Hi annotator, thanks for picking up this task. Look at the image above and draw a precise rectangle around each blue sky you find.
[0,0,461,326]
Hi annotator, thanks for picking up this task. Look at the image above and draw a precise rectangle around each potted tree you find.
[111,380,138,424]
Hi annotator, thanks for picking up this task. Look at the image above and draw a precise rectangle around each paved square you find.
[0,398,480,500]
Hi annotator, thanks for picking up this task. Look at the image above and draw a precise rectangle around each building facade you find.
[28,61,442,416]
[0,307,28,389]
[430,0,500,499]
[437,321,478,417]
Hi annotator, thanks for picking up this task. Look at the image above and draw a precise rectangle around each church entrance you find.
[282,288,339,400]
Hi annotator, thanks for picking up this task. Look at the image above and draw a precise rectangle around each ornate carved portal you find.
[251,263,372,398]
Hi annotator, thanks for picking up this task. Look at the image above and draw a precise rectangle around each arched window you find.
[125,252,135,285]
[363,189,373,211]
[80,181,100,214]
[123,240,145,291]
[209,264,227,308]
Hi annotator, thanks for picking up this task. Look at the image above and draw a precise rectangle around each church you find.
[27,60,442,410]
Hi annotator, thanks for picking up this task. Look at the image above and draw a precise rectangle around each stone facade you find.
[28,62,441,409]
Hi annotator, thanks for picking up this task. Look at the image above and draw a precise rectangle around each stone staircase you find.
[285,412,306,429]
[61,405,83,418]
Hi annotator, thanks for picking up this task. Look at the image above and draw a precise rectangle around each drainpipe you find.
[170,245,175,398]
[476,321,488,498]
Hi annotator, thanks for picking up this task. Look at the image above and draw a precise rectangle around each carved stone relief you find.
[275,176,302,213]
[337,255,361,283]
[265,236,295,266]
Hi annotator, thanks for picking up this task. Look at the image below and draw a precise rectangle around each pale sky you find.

--

Reproduce the listing verbatim, from its first line through the line containing "[28,62,441,409]", including both of those lines.

■ The completed task:
Hi annotator, thanks for picking up this task. Look at the image above and draw a precise rectangle around each blue sky you find.
[0,0,461,326]
Hi annotator, thanks for picking up this task. Look at the image above and draw a precise rectangle around each potted tree you find.
[111,380,138,424]
Hi annotator, thanks for picking up this task. Look at the image above and draw a precise rectangle around each paved square you find.
[0,398,480,500]
Hi annotator, thanks for picking up this task. Look at the image above and draw a precise rectangle around each building facade you find.
[28,61,442,416]
[0,307,28,389]
[430,0,500,499]
[437,321,478,417]
Hi annotator, thanks for picking up this task. Look at the image above and draw a precise rectangle around each church entrance you find.
[282,288,339,400]
Hi annotator, thanks for picking up this task. Look at the image above and draw a precise rectangle around each ornate carved portal you find.
[251,263,372,398]
Hi annotator, thanks for picking up this task. Look at the image above and draw a precise rectangle around each arched window you find.
[125,252,135,285]
[363,189,373,211]
[80,181,100,214]
[123,240,145,291]
[209,264,227,308]
Hi annotator, thanks for picking up this task. Look at the image above and draw a precise rectangle around each church you find.
[27,60,442,410]
Hi annotator, thanks for picking up this task. Look at the image above and draw a precise rectangle around each stone facade you find.
[28,62,441,409]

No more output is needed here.